§ **Written instruction**
Find every line in the data below that contains the word "frame" and copy each of those lines.

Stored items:
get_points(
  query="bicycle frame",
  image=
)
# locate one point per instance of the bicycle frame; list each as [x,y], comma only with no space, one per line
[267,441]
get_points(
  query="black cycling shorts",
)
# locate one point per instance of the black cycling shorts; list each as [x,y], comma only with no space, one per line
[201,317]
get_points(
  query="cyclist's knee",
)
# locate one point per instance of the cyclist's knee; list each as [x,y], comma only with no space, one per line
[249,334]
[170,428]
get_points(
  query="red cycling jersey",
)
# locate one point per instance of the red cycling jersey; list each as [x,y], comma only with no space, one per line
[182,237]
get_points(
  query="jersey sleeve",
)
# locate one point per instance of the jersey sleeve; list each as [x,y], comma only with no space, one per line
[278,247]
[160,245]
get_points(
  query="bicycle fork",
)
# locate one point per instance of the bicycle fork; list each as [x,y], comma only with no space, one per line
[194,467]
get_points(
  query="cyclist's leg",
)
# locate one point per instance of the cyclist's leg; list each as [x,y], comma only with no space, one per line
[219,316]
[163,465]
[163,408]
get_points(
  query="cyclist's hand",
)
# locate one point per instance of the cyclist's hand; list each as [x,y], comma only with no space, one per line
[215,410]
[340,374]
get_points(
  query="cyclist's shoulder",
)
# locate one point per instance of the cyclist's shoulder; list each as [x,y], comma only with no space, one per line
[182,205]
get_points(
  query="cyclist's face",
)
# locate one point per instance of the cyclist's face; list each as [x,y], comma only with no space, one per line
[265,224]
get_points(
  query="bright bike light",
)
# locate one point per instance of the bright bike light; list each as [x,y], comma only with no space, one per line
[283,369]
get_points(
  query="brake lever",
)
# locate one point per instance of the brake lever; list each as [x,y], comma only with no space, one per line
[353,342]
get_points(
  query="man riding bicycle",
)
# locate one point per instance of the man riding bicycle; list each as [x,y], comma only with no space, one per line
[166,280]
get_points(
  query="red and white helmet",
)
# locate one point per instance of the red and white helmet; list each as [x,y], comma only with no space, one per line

§ **Result**
  query="bicycle frame",
# locate one point per instance of the bicycle frame; list each as [x,y], comma only with no space, one per line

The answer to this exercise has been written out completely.